[Consigne] Dites si chacun des énoncés suivants concorde avec le portrait de Geneviève Bégin, en répondant par oui ou par non et en citant mot pour mot le passage décisif. 1. Geneviève Bégin a cofondé l’entreprise PopupCamp en 2015. 2. Elle a fait ses études en communication visuelle au Québec. 3. De retour à Montréal, elle a travaillé dans un magasin de photographie.

[Texte source]
Artiste, mère, diplômée d’une maîtrise en administration des affaires (MBA) et entrepreneure sociale, Geneviève Bégin porte fièrement tous ces chapeaux, le jour comme le soir. Portrait d’une jeune leader qui ose emprunter des chemins inconnus.
Geneviève Bégin a suivi un parcours pour le moins atypique. Avant de cofonder l’entreprise PopupCamp en 2015, la jeune femme rêvait de devenir artiste. Après des études en communication visuelle en France, elle entame une carrière de photographe à Paris. La réalité précaire du travail autonome l’incite cependant à revenir à Montréal, où elle déniche un emploi dans un magasin de photographie. C’est à cette époque qu’elle donne naissance à son premier enfant, et une nouvelle ambition s’impose alors, celle de s’investir dans une carrière de mère de quatre enfants. Un projet qui ne verra toutefois pas le jour.

[Données brutes]
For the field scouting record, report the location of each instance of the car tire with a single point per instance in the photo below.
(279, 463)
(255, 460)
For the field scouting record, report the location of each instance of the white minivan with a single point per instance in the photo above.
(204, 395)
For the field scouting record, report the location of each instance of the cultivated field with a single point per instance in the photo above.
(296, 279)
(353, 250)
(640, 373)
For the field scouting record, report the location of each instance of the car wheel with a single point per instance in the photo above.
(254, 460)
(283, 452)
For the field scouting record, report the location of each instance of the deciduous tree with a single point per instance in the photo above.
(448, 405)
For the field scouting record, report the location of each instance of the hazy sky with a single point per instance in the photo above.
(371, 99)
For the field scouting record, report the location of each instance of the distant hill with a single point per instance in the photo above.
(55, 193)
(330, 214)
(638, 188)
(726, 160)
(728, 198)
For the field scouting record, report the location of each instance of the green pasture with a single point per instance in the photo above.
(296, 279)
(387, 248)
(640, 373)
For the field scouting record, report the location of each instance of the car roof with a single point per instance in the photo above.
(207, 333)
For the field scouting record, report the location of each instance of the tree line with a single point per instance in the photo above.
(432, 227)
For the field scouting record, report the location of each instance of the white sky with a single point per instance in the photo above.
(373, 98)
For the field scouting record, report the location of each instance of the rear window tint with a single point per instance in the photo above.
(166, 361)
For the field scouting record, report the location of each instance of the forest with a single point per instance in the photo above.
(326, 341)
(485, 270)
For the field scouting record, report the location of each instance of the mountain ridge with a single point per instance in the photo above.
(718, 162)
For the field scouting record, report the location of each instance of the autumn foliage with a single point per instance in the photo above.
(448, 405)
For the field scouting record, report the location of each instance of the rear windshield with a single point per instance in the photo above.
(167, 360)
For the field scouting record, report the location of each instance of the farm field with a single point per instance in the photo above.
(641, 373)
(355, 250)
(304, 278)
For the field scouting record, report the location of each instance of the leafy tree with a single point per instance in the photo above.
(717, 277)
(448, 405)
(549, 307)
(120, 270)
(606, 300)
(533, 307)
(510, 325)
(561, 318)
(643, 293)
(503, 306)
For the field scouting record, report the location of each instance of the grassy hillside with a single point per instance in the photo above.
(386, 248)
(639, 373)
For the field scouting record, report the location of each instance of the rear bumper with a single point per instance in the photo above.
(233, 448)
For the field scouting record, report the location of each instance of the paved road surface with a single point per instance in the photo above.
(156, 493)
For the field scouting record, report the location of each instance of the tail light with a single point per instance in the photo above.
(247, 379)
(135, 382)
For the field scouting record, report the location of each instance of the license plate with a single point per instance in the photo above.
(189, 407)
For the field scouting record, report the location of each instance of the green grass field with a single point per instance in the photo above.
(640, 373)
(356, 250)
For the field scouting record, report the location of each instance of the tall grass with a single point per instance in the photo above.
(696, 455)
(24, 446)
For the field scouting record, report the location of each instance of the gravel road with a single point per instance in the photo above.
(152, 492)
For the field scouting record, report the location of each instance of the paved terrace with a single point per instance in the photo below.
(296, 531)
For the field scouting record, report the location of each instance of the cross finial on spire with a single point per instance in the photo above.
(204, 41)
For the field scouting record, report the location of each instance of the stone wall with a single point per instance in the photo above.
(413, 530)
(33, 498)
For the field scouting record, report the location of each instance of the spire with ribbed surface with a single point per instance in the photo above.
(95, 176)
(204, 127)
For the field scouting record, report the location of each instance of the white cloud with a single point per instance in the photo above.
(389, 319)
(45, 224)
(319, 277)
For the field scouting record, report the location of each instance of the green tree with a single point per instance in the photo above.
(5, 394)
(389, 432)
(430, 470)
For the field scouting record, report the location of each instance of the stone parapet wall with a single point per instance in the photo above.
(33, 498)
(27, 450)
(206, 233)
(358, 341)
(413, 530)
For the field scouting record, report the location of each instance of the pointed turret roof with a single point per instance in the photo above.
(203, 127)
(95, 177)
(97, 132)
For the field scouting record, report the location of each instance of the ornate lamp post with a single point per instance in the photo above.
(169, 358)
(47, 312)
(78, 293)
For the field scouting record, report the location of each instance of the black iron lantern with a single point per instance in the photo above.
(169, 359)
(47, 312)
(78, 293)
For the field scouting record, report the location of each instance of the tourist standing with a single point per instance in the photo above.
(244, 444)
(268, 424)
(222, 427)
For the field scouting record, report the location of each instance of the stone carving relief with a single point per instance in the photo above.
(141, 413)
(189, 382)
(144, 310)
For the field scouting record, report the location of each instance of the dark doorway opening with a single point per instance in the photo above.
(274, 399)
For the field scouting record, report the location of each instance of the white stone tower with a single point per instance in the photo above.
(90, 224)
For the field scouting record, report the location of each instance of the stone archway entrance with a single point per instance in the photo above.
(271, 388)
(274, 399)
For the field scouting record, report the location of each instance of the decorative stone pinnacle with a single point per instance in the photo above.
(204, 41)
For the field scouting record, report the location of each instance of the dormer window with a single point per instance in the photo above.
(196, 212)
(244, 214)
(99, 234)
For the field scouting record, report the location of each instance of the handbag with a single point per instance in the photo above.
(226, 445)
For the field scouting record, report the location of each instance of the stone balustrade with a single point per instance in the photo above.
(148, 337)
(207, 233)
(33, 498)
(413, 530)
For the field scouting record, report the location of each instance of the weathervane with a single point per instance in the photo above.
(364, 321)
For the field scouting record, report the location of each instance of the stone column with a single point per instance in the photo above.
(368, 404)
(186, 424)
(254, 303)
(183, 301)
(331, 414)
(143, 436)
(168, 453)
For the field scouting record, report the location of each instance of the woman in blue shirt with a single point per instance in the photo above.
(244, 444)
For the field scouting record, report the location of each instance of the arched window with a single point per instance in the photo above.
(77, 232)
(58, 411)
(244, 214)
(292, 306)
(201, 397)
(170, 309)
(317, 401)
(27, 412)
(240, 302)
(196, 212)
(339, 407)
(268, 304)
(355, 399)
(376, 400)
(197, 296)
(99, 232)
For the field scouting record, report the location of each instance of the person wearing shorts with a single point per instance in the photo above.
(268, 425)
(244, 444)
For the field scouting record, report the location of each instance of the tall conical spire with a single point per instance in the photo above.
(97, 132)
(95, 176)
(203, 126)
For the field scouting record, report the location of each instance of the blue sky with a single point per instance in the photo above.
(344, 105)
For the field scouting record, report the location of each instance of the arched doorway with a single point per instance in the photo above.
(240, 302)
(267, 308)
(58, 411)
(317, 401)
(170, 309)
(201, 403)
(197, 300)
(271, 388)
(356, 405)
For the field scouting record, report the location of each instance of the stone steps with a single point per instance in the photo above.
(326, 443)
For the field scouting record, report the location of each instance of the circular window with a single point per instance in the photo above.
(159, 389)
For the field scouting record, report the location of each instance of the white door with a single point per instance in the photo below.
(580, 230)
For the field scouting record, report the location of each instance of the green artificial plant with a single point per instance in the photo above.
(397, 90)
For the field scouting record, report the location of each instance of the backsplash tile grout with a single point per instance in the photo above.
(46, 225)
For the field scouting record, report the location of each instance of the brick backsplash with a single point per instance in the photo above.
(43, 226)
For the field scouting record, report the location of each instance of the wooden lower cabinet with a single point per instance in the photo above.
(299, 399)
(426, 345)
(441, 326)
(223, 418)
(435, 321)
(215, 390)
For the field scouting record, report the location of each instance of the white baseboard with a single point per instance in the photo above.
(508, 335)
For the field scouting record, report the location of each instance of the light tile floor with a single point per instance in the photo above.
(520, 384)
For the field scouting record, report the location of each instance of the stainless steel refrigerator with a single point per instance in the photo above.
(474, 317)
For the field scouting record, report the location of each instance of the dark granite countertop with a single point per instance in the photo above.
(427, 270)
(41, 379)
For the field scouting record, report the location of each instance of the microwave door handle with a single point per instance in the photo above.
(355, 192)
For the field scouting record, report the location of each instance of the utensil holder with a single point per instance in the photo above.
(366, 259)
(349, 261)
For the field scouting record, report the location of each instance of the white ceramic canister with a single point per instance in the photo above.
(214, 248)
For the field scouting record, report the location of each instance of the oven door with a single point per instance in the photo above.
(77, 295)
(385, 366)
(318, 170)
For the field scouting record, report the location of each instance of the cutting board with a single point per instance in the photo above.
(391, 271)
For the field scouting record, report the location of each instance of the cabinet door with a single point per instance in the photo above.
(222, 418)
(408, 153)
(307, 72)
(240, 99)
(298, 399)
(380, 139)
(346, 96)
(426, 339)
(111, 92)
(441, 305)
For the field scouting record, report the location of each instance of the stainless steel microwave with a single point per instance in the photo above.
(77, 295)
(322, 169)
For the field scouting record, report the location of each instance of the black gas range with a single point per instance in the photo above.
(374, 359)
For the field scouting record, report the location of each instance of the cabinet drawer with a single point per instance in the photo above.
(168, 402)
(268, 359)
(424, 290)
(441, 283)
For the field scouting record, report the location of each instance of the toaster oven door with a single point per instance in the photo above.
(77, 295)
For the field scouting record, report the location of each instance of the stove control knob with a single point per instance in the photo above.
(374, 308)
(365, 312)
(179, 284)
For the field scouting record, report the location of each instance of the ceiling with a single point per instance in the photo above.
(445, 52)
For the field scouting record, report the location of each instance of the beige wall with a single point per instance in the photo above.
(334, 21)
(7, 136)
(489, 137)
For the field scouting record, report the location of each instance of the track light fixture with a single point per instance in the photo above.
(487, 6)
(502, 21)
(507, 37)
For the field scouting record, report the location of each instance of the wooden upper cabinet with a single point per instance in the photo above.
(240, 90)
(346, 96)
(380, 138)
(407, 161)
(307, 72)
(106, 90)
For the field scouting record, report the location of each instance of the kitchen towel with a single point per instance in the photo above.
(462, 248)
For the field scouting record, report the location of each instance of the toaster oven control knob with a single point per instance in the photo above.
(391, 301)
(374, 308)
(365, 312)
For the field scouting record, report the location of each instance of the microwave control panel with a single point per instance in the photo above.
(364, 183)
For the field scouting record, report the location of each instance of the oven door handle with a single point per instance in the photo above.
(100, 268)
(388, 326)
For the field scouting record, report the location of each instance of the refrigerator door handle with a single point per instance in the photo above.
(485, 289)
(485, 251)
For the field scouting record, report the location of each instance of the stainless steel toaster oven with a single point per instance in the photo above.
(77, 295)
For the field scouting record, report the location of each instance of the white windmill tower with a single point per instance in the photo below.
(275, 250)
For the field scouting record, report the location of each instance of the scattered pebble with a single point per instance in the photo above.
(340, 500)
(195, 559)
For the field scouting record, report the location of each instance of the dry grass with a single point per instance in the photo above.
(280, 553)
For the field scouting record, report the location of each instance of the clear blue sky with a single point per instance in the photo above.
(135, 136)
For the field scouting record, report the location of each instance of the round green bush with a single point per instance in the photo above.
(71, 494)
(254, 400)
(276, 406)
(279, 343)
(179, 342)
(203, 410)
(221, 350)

[Corrigé]
1. Oui : « Avant de cofonder l’entreprise PopupCamp en 2015 »
2. Non : « Après des études en communication visuelle en France »
3. Oui : « où elle déniche un emploi dans un magasin de photographie »